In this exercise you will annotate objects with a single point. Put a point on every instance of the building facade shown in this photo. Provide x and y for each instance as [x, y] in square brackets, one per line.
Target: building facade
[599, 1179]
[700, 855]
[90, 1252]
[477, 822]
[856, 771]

* **About this task**
Output the entries above word for word.

* **Written response**
In this exercise you will annotate objects with a single point. Put a point on every instance of the building facade shown in this photo. Provide x and y for each instance as [x, y] in square brackets, one per line.
Target: building facade
[599, 1179]
[700, 855]
[90, 1252]
[477, 822]
[856, 771]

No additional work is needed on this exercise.